### [Required task]
Copy all lines below exactly as written. Leave pictures out.

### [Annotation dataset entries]

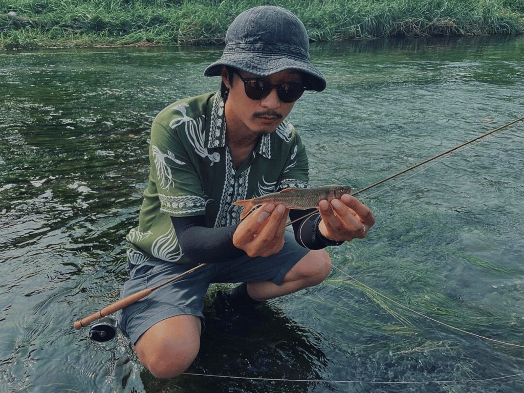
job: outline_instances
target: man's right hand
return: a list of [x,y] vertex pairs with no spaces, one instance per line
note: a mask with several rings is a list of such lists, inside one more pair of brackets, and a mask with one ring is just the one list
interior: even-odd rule
[[233,243],[251,257],[268,257],[284,246],[289,209],[281,203],[266,203],[252,212],[237,227]]

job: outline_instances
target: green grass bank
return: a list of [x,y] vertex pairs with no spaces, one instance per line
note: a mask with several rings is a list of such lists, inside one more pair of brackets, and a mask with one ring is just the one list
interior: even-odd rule
[[291,10],[312,41],[524,32],[524,0],[0,0],[0,49],[221,43],[263,4]]

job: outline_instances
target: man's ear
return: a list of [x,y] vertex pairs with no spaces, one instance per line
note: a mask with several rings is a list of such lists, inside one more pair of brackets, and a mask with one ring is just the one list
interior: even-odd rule
[[231,88],[231,83],[229,80],[229,71],[225,66],[222,66],[222,69],[221,70],[221,75],[222,77],[222,82],[226,85],[226,88],[227,89]]

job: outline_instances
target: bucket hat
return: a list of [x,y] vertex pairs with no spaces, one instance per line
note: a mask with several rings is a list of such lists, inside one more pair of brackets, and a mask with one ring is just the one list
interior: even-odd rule
[[204,75],[221,75],[223,65],[259,77],[292,69],[305,73],[308,89],[325,89],[324,76],[310,60],[305,27],[287,9],[260,6],[244,11],[230,26],[225,44],[222,57],[205,69]]

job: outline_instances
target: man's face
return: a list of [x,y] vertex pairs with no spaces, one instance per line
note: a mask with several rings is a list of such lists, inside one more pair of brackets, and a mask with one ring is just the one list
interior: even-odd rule
[[[244,79],[259,78],[244,71],[238,71]],[[286,70],[263,78],[274,84],[288,82],[302,82],[298,71]],[[291,112],[294,102],[286,103],[278,98],[277,89],[261,100],[252,100],[246,95],[244,83],[238,73],[233,73],[231,82],[225,67],[222,68],[222,80],[230,89],[225,103],[226,122],[230,132],[242,133],[246,137],[258,137],[275,131]]]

### [Solution to this problem]
job: outline_instances
target: man's right hand
return: a list of [x,y] vertex pairs with no spaces, one instance per line
note: a mask with several rings is a list of such lists, inside one more pair of brackets, and a mask with one ring is just the one list
interior: even-odd rule
[[233,243],[251,257],[268,257],[284,246],[289,209],[281,203],[266,203],[252,212],[237,227]]

job: outline_instances
target: green grass bank
return: a list of [x,y] vertex pairs with no spaces, one instance per line
note: a mask with several rings is a list of such lists, inside one more pair of brackets, and a mask with one ring is just the one list
interior: even-odd rule
[[291,10],[312,41],[524,32],[524,0],[0,0],[0,49],[221,43],[263,4]]

job: outline_instances
target: man's ear
return: a list of [x,y] vertex pairs with no spaces, one instance per line
note: a mask with several rings is a list of such lists, inside one more pair of brackets, and a mask with one ring is just the one list
interior: even-odd rule
[[231,88],[231,83],[229,80],[229,71],[225,66],[222,66],[222,69],[221,70],[221,75],[222,77],[222,82],[226,85],[226,88],[227,89]]

job: outline_instances
target: bucket hat
return: a list of [x,y] vertex pairs with no spaces, one instance per line
note: a mask with several rings is a list of such lists, inside one more pair of brackets, and a mask with one ring is just the one list
interior: even-odd rule
[[204,75],[221,75],[223,65],[259,77],[292,69],[305,73],[308,89],[325,89],[324,76],[310,60],[305,27],[287,9],[260,6],[244,11],[230,26],[225,44],[222,57],[205,69]]

job: outline_instances
target: man's face
return: a list of [x,y] vertex pairs with no spaces, one instance per line
note: a mask with several rings is a list of such lists, inside one more pair of brackets, and a mask with one ring is just the one list
interior: even-odd rule
[[[244,79],[259,78],[244,71],[238,71]],[[286,70],[263,78],[274,84],[288,82],[302,82],[298,71]],[[291,112],[294,102],[286,103],[278,98],[277,89],[261,100],[252,100],[246,95],[244,83],[238,73],[233,73],[231,82],[225,67],[222,68],[222,80],[230,89],[225,103],[226,122],[230,132],[242,133],[246,137],[258,137],[275,131]]]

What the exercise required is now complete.